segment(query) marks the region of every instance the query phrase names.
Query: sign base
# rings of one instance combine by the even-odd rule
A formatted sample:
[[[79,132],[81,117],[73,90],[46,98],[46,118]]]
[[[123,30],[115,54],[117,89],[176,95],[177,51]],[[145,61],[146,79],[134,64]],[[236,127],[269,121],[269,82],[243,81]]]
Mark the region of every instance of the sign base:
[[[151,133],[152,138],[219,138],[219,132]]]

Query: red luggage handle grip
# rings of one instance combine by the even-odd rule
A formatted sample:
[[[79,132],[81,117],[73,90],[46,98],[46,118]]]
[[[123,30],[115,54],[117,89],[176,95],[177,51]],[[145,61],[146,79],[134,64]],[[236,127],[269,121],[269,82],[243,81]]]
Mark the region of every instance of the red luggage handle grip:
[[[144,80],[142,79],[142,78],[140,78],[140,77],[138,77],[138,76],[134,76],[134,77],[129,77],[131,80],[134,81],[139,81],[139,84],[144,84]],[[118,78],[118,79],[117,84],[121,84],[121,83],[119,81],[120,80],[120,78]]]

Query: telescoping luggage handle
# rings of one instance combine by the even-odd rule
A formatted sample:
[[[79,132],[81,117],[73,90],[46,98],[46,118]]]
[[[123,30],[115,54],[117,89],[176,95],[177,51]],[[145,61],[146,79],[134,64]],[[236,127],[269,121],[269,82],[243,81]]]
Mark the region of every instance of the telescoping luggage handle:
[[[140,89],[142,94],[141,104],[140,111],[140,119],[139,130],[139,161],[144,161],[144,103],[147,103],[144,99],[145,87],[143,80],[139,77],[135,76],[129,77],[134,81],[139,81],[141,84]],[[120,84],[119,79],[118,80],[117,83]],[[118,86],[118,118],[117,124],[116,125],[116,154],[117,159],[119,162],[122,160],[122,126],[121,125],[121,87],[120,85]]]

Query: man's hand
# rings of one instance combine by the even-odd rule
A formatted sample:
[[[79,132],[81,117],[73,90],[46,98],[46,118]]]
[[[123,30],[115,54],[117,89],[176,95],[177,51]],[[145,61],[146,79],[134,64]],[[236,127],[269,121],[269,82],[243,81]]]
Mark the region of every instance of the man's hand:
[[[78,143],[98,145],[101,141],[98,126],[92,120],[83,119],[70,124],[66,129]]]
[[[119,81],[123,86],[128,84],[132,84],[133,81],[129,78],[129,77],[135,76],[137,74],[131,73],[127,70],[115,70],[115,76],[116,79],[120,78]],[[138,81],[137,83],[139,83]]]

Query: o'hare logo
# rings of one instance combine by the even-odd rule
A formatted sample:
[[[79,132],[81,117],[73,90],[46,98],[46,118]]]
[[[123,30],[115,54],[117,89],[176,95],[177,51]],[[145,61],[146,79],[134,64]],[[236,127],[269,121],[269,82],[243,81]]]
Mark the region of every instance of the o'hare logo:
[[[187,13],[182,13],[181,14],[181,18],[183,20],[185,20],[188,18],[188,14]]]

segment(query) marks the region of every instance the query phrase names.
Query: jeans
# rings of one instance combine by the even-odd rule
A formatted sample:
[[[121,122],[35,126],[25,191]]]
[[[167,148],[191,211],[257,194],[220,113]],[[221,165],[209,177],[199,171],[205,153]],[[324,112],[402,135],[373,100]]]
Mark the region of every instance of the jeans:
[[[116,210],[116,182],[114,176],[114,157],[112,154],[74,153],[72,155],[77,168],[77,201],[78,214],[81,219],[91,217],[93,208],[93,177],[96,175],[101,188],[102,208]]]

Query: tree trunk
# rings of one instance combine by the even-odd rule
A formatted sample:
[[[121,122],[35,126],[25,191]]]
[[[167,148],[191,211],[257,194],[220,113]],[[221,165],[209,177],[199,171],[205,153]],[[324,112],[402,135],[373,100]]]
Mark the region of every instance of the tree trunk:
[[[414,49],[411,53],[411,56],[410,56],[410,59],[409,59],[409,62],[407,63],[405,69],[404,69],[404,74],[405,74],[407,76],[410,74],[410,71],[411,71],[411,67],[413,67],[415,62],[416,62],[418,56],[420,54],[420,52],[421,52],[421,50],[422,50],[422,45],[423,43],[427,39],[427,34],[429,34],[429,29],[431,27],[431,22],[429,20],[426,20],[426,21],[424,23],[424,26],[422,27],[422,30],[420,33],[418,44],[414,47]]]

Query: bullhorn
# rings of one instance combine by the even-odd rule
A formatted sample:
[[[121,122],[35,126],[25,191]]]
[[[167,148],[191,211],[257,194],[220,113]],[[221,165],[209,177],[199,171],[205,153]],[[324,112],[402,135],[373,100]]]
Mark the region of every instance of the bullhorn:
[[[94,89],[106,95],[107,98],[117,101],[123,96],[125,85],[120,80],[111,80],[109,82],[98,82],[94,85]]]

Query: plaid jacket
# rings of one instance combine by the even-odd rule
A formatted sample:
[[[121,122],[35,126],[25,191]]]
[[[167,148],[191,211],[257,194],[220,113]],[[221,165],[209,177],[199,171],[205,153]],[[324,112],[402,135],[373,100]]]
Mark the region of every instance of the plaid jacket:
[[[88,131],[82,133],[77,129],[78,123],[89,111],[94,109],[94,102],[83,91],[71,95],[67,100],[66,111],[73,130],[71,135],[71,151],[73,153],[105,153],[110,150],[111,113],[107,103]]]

# # # # # # #

**課題**
上のリストを、「formatted sample」をすべて「formatted example」に入れかえて書き直してください。ほかの部分はそのままにしてください。

**実行結果**
segment(query) marks the region of every instance the query phrase names.
Query: sign base
# rings of one instance combine by the even-odd rule
A formatted example:
[[[79,132],[81,117],[73,90],[46,98],[46,118]]]
[[[123,30],[115,54],[117,89],[176,95],[177,51]],[[145,61],[146,79],[134,64]],[[236,127],[269,121],[269,82],[243,81]]]
Mark the region of every instance of the sign base:
[[[151,133],[152,138],[219,138],[219,132]]]

Query: red luggage handle grip
# rings of one instance combine by the even-odd rule
A formatted example:
[[[79,132],[81,117],[73,90],[46,98],[46,118]]]
[[[123,30],[115,54],[117,89],[176,95],[177,51]],[[145,61],[146,79],[134,64]],[[236,127],[269,121],[269,82],[243,81]]]
Mark the region of every instance of the red luggage handle grip:
[[[144,80],[142,79],[142,78],[140,78],[140,77],[138,77],[138,76],[134,76],[134,77],[129,77],[131,80],[134,81],[139,81],[139,84],[144,84]],[[118,78],[118,79],[117,84],[121,84],[121,83],[119,81],[120,80],[120,78]]]

Query: telescoping luggage handle
# rings of one instance combine by the even-odd rule
A formatted example:
[[[79,132],[81,117],[73,90],[46,98],[46,118]]]
[[[123,30],[115,54],[117,89],[176,95],[177,51]],[[145,61],[146,79],[134,64]],[[236,127],[269,121],[269,82],[243,81]]]
Mark the region of every instance of the telescoping luggage handle:
[[[140,89],[142,94],[141,104],[140,111],[140,119],[139,130],[139,161],[144,161],[144,103],[147,103],[144,99],[145,87],[143,80],[139,77],[135,76],[129,77],[134,81],[139,81],[141,84]],[[120,84],[119,79],[118,80],[117,83]],[[118,86],[118,118],[117,124],[116,125],[116,154],[117,159],[119,162],[122,160],[122,126],[121,125],[121,87],[120,85]]]

Query: man's hand
# rings of one instance combine by the even-odd rule
A formatted example:
[[[79,132],[81,117],[73,90],[46,98],[46,118]]]
[[[123,30],[115,54],[117,89],[176,95],[177,51]],[[145,61],[146,79],[134,64]],[[236,127],[269,121],[269,82],[243,81]]]
Mark the region of every instance of the man's hand:
[[[78,143],[98,145],[101,141],[98,126],[92,120],[83,119],[70,124],[66,129]]]
[[[119,81],[123,86],[128,84],[132,84],[133,81],[129,78],[129,77],[135,76],[137,74],[131,73],[127,70],[115,70],[115,76],[116,79],[120,78]],[[138,81],[137,83],[139,83]]]

Query: o'hare logo
# rings of one instance combine by the even-odd rule
A formatted example:
[[[79,132],[81,117],[73,90],[46,98],[46,118]]]
[[[123,30],[115,54],[117,89],[176,95],[177,51]],[[145,61],[146,79],[134,64]],[[236,127],[269,121],[269,82],[243,81]]]
Mark the region of every instance of the o'hare logo:
[[[187,13],[182,13],[181,14],[181,18],[183,20],[185,20],[188,18],[188,14]]]

segment(query) marks the region of every instance the query phrase names.
Query: jeans
# rings of one instance combine by the even-odd rule
A formatted example:
[[[121,122],[35,126],[25,191]]]
[[[167,148],[191,211],[257,194],[220,113]],[[221,165],[209,177],[199,171],[205,153]],[[324,112],[402,135],[373,100]]]
Mark the region of every instance of the jeans:
[[[116,210],[116,182],[114,176],[114,157],[112,154],[74,153],[72,155],[77,168],[77,201],[78,214],[81,219],[91,217],[93,208],[93,177],[96,175],[101,188],[102,208]]]

Query: tree trunk
# rings of one instance combine by the even-odd rule
A formatted example:
[[[121,122],[35,126],[25,191]]]
[[[167,148],[191,211],[257,194],[220,113]],[[221,165],[209,177],[199,171],[205,153]],[[324,112],[402,135],[373,100]]]
Mark the region of every instance of the tree trunk:
[[[414,49],[411,53],[411,56],[410,56],[410,59],[409,59],[409,62],[407,63],[405,69],[404,69],[404,74],[405,74],[407,76],[410,74],[410,71],[411,71],[411,67],[413,67],[415,62],[416,62],[418,56],[420,54],[420,52],[421,52],[421,50],[422,50],[422,45],[423,43],[427,39],[427,34],[429,34],[429,29],[431,27],[431,22],[429,20],[426,20],[426,21],[424,23],[424,26],[422,27],[422,30],[420,33],[418,44],[414,47]]]

Query: bullhorn
# rings of one instance combine by the even-odd rule
A formatted example:
[[[121,122],[35,126],[25,191]]]
[[[167,148],[191,211],[257,194],[220,113]],[[221,165],[209,177],[199,171],[205,153]],[[324,112],[402,135],[373,100]]]
Mark the region of every instance of the bullhorn:
[[[94,89],[106,95],[107,98],[117,101],[123,96],[125,85],[120,80],[111,80],[109,82],[98,82],[94,85]]]

Query: plaid jacket
# rings of one instance combine by the even-odd rule
A formatted example:
[[[121,122],[35,126],[25,191]]]
[[[167,148],[191,211],[257,194],[220,113]],[[221,165],[209,177],[199,171],[205,153]],[[324,112],[402,135],[373,100]]]
Mark the region of every instance of the plaid jacket:
[[[88,131],[82,133],[77,129],[78,123],[89,111],[94,109],[94,102],[83,91],[71,95],[67,100],[66,111],[73,130],[71,135],[71,151],[73,153],[105,153],[110,150],[111,113],[107,103]]]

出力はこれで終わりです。